• [TEXTE DU DOCUMENT]:
Le 22 février 2020, sous la pression internationale et après un an de négociations et d'atermoiements, les ennemis jurés Salva Kiir et Riek Machar ont accepté de gouverner ensemble, pour la troisième fois depuis l'indépendance du pays en 2011. Le premier en tant que président, le second comme vice-président.
Ce principe de partage du pouvoir avait été fixé dans un accord de paix signé en 2018 pour mettre fin à cinq années de guerre civile qui ont fait plus de 380.000 morts et 4 millions de déplacés.
Mais un an après, quasiment aucun des autres engagements prévus n'a été respecté: le parlement ne s'est pas réuni, des postes ministériels sources de litiges ne sont toujours pas pourvus et les troupes de Kiir et Machar ne sont pas réunies dans une armée commune.
"Avec les deux hommes qui continuent de diriger chacun leurs forces, le pays peut rapidement à nouveau basculer dans la guerre", mettait en garde l'International Crisis Group dans un récent rapport.
Armée pas unifiée
Après les visites de plusieurs camps militaires ce mois-ci, une délégation composée de représentants gouvernementaux et militaires a estimé qu'"aucun progrès" n'avait été fait dans l'organisation de la nouvelle armée, plus de 18 mois après sa date de déploiement prévue.
Les centres censés assurer la formation des troupes souffrent de nombreuses pénuries (nourriture, médicaments, uniformes) et beaucoup de soldats, gouvernementaux comme rebelles, ont déserté.

• [CONSIGNES DE L'EXERCICE]:
- 1) Répondez à ces questions d'après le texte sur Salva Kiir et Riek Machar :
(a) Quelle fonction Riek Machar a-t-il acceptée dans le gouvernement ?
(b) Combien de morts la guerre civile a-t-elle faits ?
(c) De quelles pénuries souffrent les centres de formation des troupes ?
- 2) Extrayez du texte sur Salva Kiir et Riek Machar le passage compris entre « Ce principe de » et « millions de déplacés. », ces deux extraits inclus.
Le matériel présenté ensuite est indépendant du texte.

• [DONNÉES ENREGISTRÉES]:

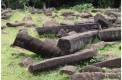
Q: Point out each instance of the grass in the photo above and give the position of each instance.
(11, 57)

• [RÉPONSES]:
- 1)
(a) Vice-président.
(b) Plus de 380.000.
(c) De nourriture, de médicaments et d'uniformes.

- 2)
Ce principe de partage du pouvoir avait été fixé dans un accord de paix signé en 2018 pour mettre fin à cinq années de guerre civile qui ont fait plus de 380.000 morts et 4 millions de déplacés.